# PASSAGE TO READ start

If you've been mining Bitcoin for a while, you've almost certainly been using Stratum V1 — the protocol that connects your miner to a pool — without giving it much thought. It just works. But Stratum V1 is now two decades old, and it has meaningful limitations: it's inefficient with bandwidth, it's vulnerable to certain attacks, and it gives miners zero say over which transactions end up in the blocks they help produce.
Stratum V2 fixes all of that. It's faster, more secure, and gives individual miners the option to select their own transaction sets — a significant step toward decentralising Bitcoin mining. Major pools including OCEAN, Braiins Pool (formerly Slush Pool), and others have rolled out V2 support, and more pools are adding it every year.
This guide explains what Stratum V2 is, which hardware supports it, and how to configure it on your miner step by step.
What Is Stratum V2?
Stratum is the communication protocol between your ASIC miner and a mining pool. When your miner finds a valid share, Stratum is the language it uses to report that share to the pool. When the pool sends new work for your miner to process, that's Stratum too.
Stratum V1 — the version almost everyone is running today — communicates in plain-text JSON. It's unencrypted, verbose, and the pool has full control over which transactions go into the block template your miner works on.

# PASSAGE TO READ end
# DATASET ENTRIES start

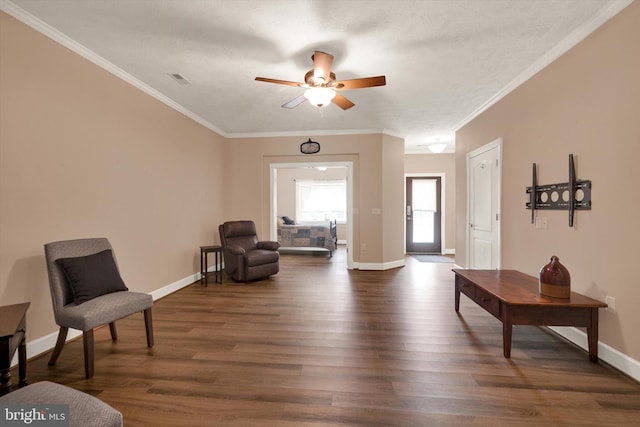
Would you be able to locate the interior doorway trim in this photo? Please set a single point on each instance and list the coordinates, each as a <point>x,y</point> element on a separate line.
<point>273,200</point>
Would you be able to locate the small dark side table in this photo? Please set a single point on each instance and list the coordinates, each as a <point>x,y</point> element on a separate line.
<point>13,329</point>
<point>204,264</point>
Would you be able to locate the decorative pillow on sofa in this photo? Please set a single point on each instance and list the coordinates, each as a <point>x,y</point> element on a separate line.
<point>92,275</point>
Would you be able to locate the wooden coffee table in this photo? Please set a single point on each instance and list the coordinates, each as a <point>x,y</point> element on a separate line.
<point>513,298</point>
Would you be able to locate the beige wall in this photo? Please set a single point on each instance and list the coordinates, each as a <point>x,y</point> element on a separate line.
<point>586,103</point>
<point>83,154</point>
<point>442,165</point>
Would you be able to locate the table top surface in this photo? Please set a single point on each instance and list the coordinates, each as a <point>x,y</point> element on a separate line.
<point>11,316</point>
<point>517,288</point>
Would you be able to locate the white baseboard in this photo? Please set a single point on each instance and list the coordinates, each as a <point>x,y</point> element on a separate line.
<point>613,357</point>
<point>380,266</point>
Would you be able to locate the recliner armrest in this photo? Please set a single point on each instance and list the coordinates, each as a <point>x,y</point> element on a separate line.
<point>236,250</point>
<point>268,245</point>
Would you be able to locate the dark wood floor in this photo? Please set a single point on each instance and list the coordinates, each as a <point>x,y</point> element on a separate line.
<point>318,345</point>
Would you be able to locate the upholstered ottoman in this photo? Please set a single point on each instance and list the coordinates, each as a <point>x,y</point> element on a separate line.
<point>84,409</point>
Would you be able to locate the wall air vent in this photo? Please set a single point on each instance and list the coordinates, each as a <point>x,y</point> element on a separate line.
<point>179,78</point>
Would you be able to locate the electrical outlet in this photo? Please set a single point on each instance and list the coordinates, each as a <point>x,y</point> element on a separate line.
<point>611,304</point>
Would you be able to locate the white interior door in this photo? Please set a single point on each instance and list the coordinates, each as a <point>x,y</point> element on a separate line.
<point>483,201</point>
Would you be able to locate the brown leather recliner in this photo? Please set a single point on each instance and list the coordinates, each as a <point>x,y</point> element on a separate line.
<point>245,257</point>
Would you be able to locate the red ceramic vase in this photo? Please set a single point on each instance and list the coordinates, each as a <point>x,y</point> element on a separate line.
<point>555,280</point>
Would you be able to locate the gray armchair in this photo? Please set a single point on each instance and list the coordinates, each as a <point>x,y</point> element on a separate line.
<point>245,257</point>
<point>87,292</point>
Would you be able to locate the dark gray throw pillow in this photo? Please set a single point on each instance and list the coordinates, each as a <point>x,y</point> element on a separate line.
<point>92,275</point>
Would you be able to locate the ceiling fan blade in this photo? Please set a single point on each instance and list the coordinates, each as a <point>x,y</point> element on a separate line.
<point>342,102</point>
<point>280,82</point>
<point>322,63</point>
<point>294,102</point>
<point>361,83</point>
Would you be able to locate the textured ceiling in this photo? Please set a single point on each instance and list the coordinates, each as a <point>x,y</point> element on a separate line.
<point>444,60</point>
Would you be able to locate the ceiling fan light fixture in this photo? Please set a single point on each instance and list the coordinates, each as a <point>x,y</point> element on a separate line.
<point>437,148</point>
<point>319,96</point>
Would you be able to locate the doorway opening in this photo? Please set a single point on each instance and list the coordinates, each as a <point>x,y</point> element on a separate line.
<point>303,169</point>
<point>423,214</point>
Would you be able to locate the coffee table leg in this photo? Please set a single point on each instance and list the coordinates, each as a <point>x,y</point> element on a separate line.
<point>22,362</point>
<point>592,336</point>
<point>507,329</point>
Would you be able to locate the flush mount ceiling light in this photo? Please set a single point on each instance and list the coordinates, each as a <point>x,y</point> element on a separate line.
<point>319,96</point>
<point>309,147</point>
<point>437,148</point>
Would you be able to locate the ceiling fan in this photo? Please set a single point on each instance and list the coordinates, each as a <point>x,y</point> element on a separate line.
<point>322,85</point>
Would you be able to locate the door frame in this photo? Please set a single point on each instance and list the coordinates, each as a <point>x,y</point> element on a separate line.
<point>496,144</point>
<point>443,187</point>
<point>273,199</point>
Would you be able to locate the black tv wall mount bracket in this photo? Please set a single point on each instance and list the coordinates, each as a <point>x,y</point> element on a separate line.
<point>570,196</point>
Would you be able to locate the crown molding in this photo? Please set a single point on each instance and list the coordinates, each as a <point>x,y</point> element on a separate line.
<point>607,12</point>
<point>305,133</point>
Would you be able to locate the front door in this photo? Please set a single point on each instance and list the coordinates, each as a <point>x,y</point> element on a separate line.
<point>423,214</point>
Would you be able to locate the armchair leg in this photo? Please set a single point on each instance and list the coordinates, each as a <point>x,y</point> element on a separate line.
<point>87,340</point>
<point>148,325</point>
<point>62,337</point>
<point>114,332</point>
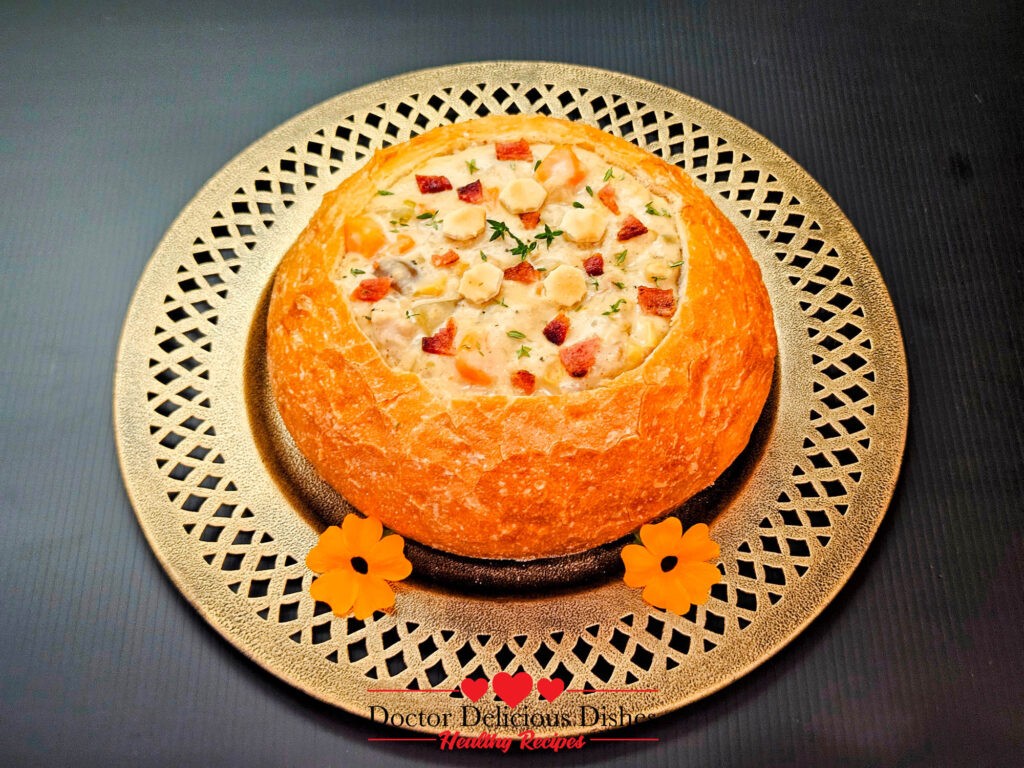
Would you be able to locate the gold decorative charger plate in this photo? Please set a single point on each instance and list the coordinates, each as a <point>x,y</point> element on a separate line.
<point>230,509</point>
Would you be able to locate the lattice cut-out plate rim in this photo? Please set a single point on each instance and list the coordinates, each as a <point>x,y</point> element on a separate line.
<point>224,526</point>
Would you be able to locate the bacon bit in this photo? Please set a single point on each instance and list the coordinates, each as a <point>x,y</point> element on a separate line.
<point>372,289</point>
<point>659,301</point>
<point>557,330</point>
<point>524,381</point>
<point>522,272</point>
<point>580,358</point>
<point>513,150</point>
<point>632,227</point>
<point>430,184</point>
<point>471,193</point>
<point>607,196</point>
<point>594,265</point>
<point>441,342</point>
<point>530,220</point>
<point>444,259</point>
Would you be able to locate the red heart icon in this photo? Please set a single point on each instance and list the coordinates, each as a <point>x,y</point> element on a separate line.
<point>512,689</point>
<point>474,688</point>
<point>551,689</point>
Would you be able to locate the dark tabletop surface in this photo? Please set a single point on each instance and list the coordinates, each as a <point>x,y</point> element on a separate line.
<point>908,115</point>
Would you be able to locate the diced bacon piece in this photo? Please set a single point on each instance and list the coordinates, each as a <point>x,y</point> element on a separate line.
<point>513,150</point>
<point>471,193</point>
<point>632,227</point>
<point>365,236</point>
<point>431,184</point>
<point>580,358</point>
<point>444,259</point>
<point>659,301</point>
<point>372,289</point>
<point>557,330</point>
<point>530,220</point>
<point>524,381</point>
<point>594,265</point>
<point>441,342</point>
<point>607,197</point>
<point>522,272</point>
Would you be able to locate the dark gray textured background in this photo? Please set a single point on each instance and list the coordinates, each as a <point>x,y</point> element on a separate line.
<point>908,114</point>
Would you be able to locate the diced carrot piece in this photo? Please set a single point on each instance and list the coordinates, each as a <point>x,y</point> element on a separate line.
<point>372,289</point>
<point>444,259</point>
<point>594,265</point>
<point>365,236</point>
<point>607,196</point>
<point>530,220</point>
<point>404,243</point>
<point>524,381</point>
<point>560,168</point>
<point>471,373</point>
<point>513,150</point>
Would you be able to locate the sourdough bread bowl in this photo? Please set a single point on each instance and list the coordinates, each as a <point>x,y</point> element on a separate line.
<point>518,337</point>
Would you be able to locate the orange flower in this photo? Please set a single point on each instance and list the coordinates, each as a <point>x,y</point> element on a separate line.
<point>672,565</point>
<point>355,561</point>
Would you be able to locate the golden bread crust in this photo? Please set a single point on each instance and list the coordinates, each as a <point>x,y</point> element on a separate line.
<point>503,476</point>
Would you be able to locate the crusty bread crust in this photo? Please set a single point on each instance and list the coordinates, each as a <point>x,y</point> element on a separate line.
<point>502,476</point>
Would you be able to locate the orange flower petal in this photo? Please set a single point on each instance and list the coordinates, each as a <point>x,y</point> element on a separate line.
<point>374,594</point>
<point>697,579</point>
<point>662,539</point>
<point>696,546</point>
<point>330,551</point>
<point>386,559</point>
<point>666,592</point>
<point>360,534</point>
<point>337,589</point>
<point>640,565</point>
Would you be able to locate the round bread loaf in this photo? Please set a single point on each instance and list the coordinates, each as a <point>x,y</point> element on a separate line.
<point>521,452</point>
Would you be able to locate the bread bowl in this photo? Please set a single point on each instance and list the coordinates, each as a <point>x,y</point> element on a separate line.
<point>481,381</point>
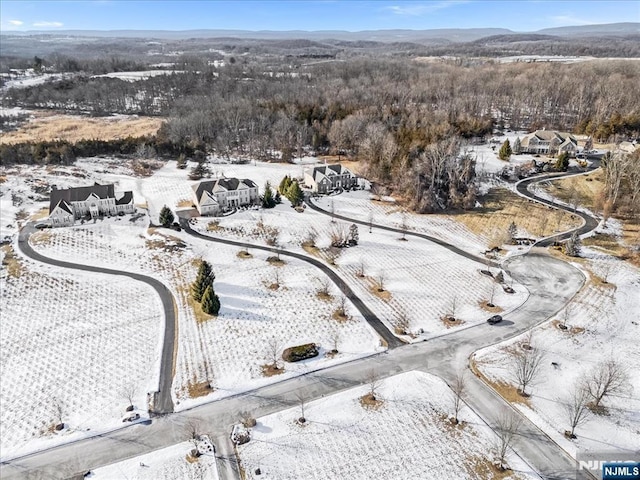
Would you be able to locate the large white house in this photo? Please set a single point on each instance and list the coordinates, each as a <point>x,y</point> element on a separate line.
<point>328,178</point>
<point>549,142</point>
<point>70,204</point>
<point>215,196</point>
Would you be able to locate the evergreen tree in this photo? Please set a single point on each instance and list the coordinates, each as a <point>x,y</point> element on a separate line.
<point>505,151</point>
<point>210,301</point>
<point>517,148</point>
<point>512,231</point>
<point>562,162</point>
<point>284,185</point>
<point>573,245</point>
<point>268,200</point>
<point>353,234</point>
<point>166,217</point>
<point>295,194</point>
<point>204,279</point>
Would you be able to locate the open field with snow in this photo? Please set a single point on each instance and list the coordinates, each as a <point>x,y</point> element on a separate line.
<point>603,323</point>
<point>73,344</point>
<point>166,463</point>
<point>408,436</point>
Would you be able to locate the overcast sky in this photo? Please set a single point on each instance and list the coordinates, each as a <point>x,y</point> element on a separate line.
<point>352,15</point>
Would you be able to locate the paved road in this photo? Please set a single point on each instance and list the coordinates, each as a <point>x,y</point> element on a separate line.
<point>163,401</point>
<point>589,223</point>
<point>391,340</point>
<point>437,241</point>
<point>550,282</point>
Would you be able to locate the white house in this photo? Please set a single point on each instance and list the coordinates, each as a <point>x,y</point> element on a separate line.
<point>549,142</point>
<point>327,178</point>
<point>214,196</point>
<point>69,204</point>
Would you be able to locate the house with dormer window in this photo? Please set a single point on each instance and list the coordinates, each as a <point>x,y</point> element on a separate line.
<point>70,204</point>
<point>329,178</point>
<point>213,197</point>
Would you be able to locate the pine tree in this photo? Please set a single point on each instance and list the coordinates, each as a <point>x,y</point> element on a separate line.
<point>166,217</point>
<point>268,201</point>
<point>210,301</point>
<point>505,151</point>
<point>295,194</point>
<point>204,279</point>
<point>517,147</point>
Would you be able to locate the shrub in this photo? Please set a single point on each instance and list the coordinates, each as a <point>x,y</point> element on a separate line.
<point>300,352</point>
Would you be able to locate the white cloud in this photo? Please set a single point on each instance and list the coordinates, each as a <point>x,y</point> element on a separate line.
<point>48,24</point>
<point>418,9</point>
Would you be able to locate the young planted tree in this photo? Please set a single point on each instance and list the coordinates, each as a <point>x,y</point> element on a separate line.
<point>268,200</point>
<point>526,366</point>
<point>203,280</point>
<point>506,428</point>
<point>607,378</point>
<point>576,409</point>
<point>166,216</point>
<point>505,151</point>
<point>458,389</point>
<point>210,301</point>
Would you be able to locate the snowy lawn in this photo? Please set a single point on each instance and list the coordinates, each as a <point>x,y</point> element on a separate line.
<point>73,346</point>
<point>169,463</point>
<point>603,324</point>
<point>230,350</point>
<point>408,436</point>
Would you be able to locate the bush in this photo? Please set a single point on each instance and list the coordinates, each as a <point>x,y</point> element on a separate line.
<point>300,352</point>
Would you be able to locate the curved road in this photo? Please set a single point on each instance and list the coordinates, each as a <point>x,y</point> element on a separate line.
<point>371,318</point>
<point>551,284</point>
<point>163,402</point>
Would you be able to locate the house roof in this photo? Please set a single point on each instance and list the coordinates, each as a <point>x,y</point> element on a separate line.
<point>79,194</point>
<point>222,185</point>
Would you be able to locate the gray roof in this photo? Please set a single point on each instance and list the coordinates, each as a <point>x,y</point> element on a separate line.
<point>79,194</point>
<point>224,183</point>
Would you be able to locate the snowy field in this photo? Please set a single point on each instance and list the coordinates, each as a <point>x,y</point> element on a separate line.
<point>603,323</point>
<point>408,436</point>
<point>165,464</point>
<point>231,348</point>
<point>74,345</point>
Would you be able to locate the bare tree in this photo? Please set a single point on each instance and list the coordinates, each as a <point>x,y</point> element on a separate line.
<point>373,381</point>
<point>576,408</point>
<point>458,389</point>
<point>507,425</point>
<point>607,378</point>
<point>526,367</point>
<point>301,398</point>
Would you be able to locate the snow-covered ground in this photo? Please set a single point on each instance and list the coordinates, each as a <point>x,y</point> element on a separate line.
<point>73,345</point>
<point>165,464</point>
<point>604,323</point>
<point>408,436</point>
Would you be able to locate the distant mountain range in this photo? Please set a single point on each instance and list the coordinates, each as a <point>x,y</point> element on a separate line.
<point>433,36</point>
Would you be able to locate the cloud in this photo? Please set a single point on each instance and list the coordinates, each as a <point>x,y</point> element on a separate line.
<point>570,20</point>
<point>418,9</point>
<point>48,24</point>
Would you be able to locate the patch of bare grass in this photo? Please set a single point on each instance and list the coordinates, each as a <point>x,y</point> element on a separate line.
<point>73,128</point>
<point>11,262</point>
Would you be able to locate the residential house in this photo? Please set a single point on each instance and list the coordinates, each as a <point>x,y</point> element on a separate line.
<point>212,197</point>
<point>549,142</point>
<point>327,178</point>
<point>70,204</point>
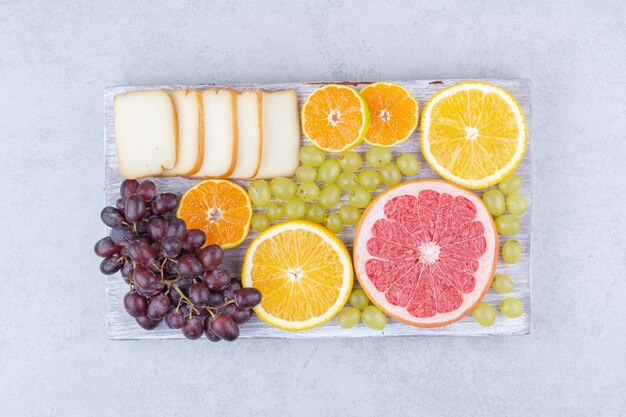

# DATASET ENTRIES end

TO-DO LIST »
[1] Reproduce the part of the Stratum V2 guide between "Stratum is the communication" and "miner works on.", inclusive, word for word.
[2] Rescale the records from their start through the line holding "<point>204,264</point>", inclusive, giving every line again with the requests included. Multiply each point coordinate in the answers by 2.35 and round it to a whole number, with halves rounded up, and leave the pictures out.
The records have no connection to the Stratum V2 guide.

ANSWERS BELOW »
[1]
Stratum is the communication protocol between your ASIC miner and a mining pool. When your miner finds a valid share, Stratum is the language it uses to report that share to the pool. When the pool sends new work for your miner to process, that's Stratum too.
Stratum V1 — the version almost everyone is running today — communicates in plain-text JSON. It's unencrypted, verbose, and the pool has full control over which transactions go into the block template your miner works on.

[2]
Would you be able to locate the interior doorway trim in this photo? Please set a single point on each instance and list the coordinates, each as a <point>x,y</point> element on a separate line.
<point>642,470</point>
Would you be able to locate the small dark side table in this photo? Please set a single point on each instance and list the coordinates, each as a <point>x,y</point> element on a separate line.
<point>31,773</point>
<point>479,620</point>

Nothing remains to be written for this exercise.